SUPPLIED MATERIAL ▸
******
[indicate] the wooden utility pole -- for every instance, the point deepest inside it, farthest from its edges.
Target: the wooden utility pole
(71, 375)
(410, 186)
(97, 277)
******
Format the data above as a numbered list, leaving out any blank lines.

EXERCISE SOLUTION ▸
1. [indicate] the wooden utility pole -- for every instance, the point deepest inside it, farthest from its edges.
2. Target: the wooden utility pole
3. (71, 375)
4. (410, 186)
5. (97, 277)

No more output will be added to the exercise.